Stated exercise ::
Each entry below must be repeated exactly, with pictures left out.

Dataset extract ::
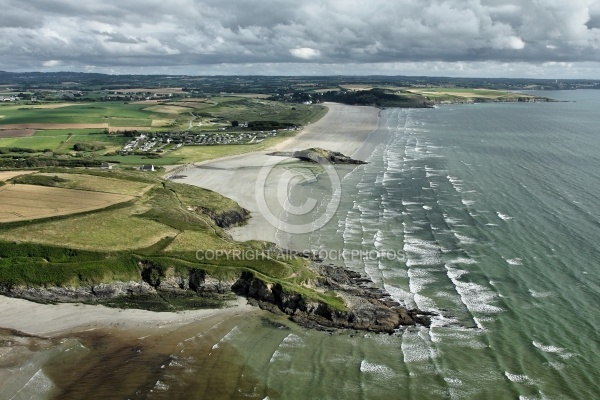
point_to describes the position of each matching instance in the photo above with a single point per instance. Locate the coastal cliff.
(318, 155)
(365, 307)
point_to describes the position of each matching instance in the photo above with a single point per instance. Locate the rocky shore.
(318, 155)
(367, 307)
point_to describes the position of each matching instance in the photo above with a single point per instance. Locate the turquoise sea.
(494, 212)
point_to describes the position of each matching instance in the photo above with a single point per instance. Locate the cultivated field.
(100, 184)
(6, 175)
(25, 202)
(104, 230)
(6, 133)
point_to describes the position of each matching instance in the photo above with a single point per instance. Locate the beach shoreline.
(344, 129)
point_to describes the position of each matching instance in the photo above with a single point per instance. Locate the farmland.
(25, 202)
(163, 223)
(61, 225)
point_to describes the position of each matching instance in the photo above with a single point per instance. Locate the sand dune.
(344, 128)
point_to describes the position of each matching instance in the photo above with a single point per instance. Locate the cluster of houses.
(158, 142)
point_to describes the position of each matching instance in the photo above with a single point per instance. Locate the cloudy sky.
(502, 38)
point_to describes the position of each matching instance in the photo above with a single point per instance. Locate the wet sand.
(49, 320)
(345, 129)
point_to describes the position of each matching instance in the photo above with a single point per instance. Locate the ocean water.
(491, 214)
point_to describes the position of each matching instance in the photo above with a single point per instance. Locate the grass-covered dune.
(168, 232)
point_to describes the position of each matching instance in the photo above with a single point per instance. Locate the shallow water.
(491, 214)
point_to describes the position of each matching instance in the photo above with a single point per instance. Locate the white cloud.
(305, 52)
(187, 33)
(52, 63)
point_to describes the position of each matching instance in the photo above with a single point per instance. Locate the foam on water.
(518, 378)
(379, 369)
(548, 348)
(503, 217)
(514, 261)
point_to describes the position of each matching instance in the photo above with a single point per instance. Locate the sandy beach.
(345, 129)
(49, 320)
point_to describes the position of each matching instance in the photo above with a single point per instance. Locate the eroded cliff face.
(367, 308)
(230, 218)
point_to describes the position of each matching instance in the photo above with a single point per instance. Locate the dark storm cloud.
(149, 33)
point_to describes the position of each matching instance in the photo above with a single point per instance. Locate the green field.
(91, 113)
(167, 225)
(63, 139)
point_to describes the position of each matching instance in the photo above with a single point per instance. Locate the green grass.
(60, 140)
(245, 109)
(168, 226)
(93, 113)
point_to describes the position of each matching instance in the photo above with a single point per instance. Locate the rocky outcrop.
(368, 308)
(318, 155)
(228, 219)
(86, 294)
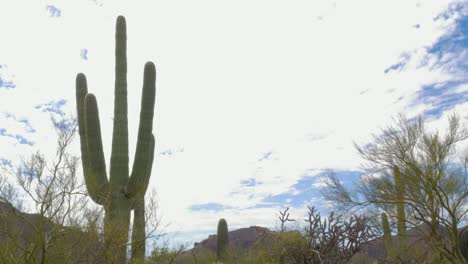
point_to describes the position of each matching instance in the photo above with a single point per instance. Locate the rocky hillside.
(23, 235)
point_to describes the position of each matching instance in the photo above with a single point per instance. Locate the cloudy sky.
(254, 98)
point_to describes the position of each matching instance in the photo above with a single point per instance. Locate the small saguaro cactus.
(122, 191)
(388, 237)
(401, 216)
(464, 242)
(222, 240)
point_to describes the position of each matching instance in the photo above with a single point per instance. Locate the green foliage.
(122, 191)
(222, 240)
(166, 255)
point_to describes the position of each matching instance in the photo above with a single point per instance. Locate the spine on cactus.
(401, 217)
(388, 237)
(123, 191)
(222, 240)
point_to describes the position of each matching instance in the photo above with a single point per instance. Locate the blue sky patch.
(5, 82)
(441, 97)
(265, 156)
(54, 106)
(84, 54)
(249, 182)
(19, 138)
(53, 11)
(307, 189)
(23, 121)
(5, 162)
(216, 207)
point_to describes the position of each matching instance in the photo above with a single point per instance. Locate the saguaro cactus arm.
(96, 181)
(97, 164)
(119, 156)
(138, 183)
(145, 144)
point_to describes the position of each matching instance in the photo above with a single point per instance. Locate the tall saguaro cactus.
(121, 191)
(388, 237)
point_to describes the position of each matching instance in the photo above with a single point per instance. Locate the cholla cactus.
(122, 191)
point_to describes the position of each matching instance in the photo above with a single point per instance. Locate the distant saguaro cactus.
(222, 240)
(464, 242)
(401, 216)
(388, 238)
(123, 191)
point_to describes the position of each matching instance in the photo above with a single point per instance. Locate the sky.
(254, 99)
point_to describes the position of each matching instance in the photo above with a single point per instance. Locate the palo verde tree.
(122, 191)
(414, 171)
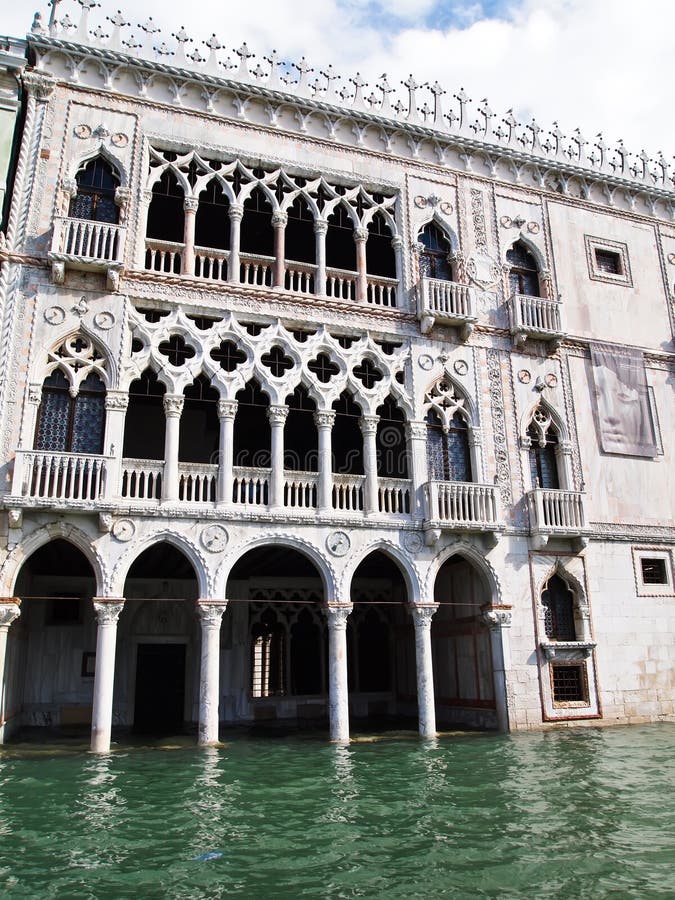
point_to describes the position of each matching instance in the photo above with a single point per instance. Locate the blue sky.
(601, 65)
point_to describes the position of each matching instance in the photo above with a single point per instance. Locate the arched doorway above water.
(274, 641)
(381, 645)
(51, 648)
(462, 648)
(158, 644)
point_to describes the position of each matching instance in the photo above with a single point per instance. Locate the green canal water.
(564, 814)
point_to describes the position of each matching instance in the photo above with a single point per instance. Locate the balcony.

Written reply ::
point_to describes the position of each matching instance in the photo above with a single point per instance. Locate the coastal cliff.
(318, 155)
(365, 307)
point_to describes the position of each matching instance in the photo above with a single point per instance. Locate the rocky shore.
(318, 155)
(367, 307)
point_to describes the position of each matching instance in the photo above with a single point per instance. Locate the turquoise sea.
(494, 212)
point_to describes the position of each matching instance in the photo above with a single point per instance. Locate the cultivated field.
(100, 184)
(6, 175)
(25, 202)
(104, 230)
(6, 133)
point_to describes the position of each matching instance in the photo above with a single point per instance. Locate the beach shoreline.
(344, 129)
point_to describes the position of each matching instance in the photo above with a single point per instance. Locate the farmland.
(25, 202)
(163, 223)
(61, 225)
point_to describes the position of each matching instance in the photo above with a single point per instance. Locate the sand dune.
(344, 128)
point_to describes the position of each matching instance in the photo above with a single point per instance. Locate the cluster of houses.
(158, 142)
point_to describes the position of each matching instance in the photo above with a single point per instance. Locate the cloudy sky.
(502, 38)
point_to describes the position of each matching instance in the photo above with a single point per instance. Locate the wet sand.
(49, 320)
(345, 129)
point_to describes the position of each matching instance in the photo above with a single point per instance. Locate the ocean water.
(491, 214)
point_to describes the position of each matching instance in the photo above with a single point per instance. Locate the grass-covered dune.
(168, 232)
point_to describes the position of each matching instance in the photo above with a single point per instance. Locate the shallow water.
(491, 214)
point_to describes the position of each matching instance in the photo above with a single point per instance. Locate the white cloud.
(305, 52)
(187, 33)
(52, 63)
point_to describes the position of each matching instance in the photo above with a single point per instance. Locate the foam on water.
(518, 378)
(379, 369)
(548, 348)
(503, 217)
(514, 261)
point_to describes the position of each matching instance in the photo above with a single point per instance. Locate the sandy beach.
(345, 129)
(49, 320)
point_to describes the position of each matching instance in the photo above with a single point per instance. Locate the eroded cliff face.
(367, 308)
(230, 218)
point_to describes the position of each matching instance in the photo above with a single point per instance. Locate the dark storm cloud.
(149, 33)
point_to describes the position of each matching instance in the photo above with a single point per instance. Locate the green field.
(91, 113)
(167, 225)
(63, 139)
point_to describes the position of each matching instance in the photo above with a single point per instance. Locate the green grass.
(60, 140)
(245, 109)
(168, 226)
(93, 113)
point_to describes the position of each matching instance in the photo above with a single point per instance. Locate the rocky outcrop.
(368, 308)
(318, 155)
(228, 219)
(86, 294)
point_to describes the position of each matching instance in the photo above with a single point per instance. Locate the rocky hillside.
(23, 235)
point_to describes the position of each matching instance in the photo above with a single point per instance. Locate the cloudy sky.
(254, 98)
point_to describes the position of each matching instance in the photo above with a single point per instance. Locate the small saguaro cactus.
(122, 191)
(388, 237)
(401, 216)
(464, 242)
(222, 240)
point_to describes the position of each matching instance in the photo above with a single point per instance. Locate the green foliage.
(122, 191)
(222, 240)
(166, 255)
point_to describes the position of each matching instance in the photo above with a single point per instance. Locate the spine on cactus.
(401, 217)
(388, 237)
(123, 191)
(222, 240)
point_to describes the position of each matching instance in the photo above with a single point per instance. Locate the blue sky patch.
(5, 82)
(441, 97)
(265, 156)
(54, 106)
(84, 54)
(249, 182)
(19, 138)
(53, 11)
(307, 189)
(23, 121)
(5, 162)
(216, 207)
point_to describes the position of each matching instance in the photo above with a single point per instance. Locate the saguaro cactus arm.
(96, 181)
(97, 164)
(119, 156)
(138, 183)
(145, 144)
point_to describes the position of each matching instance in the photo above with a single point per instance. Locate the tall saguaro cactus.
(121, 191)
(388, 237)
point_to describes the position of each matching instance in the photo above with a single point per instance. Locate the cholla cactus.
(122, 191)
point_to describes the position of each matching instance in the photo above with a single point per instance. Locate the distant saguaro cactus.
(222, 240)
(464, 242)
(401, 216)
(388, 238)
(123, 191)
point_to describes the position of each matching instance in the photo above with a single point per instance. Locate the sky.
(254, 99)
point_to describes the position of each matching instance in the photo above with a single point per instance. Locate the palo verde tree.
(122, 191)
(414, 171)
point_to describes the position of each matching instance in the photo above with a single point per instance. Locate the blue sky.
(601, 65)
point_to describes the position of each matching instance in the photo above with a single point per instance. Locate the arched doorway above water.
(274, 641)
(381, 645)
(51, 648)
(462, 648)
(158, 644)
point_to describes the position of each matching instance in the photo above with a single point per instance. Locate the green canal water.
(564, 814)
point_to describes the position of each matching instance in the photo above with a single point per instance. Locate the balcony.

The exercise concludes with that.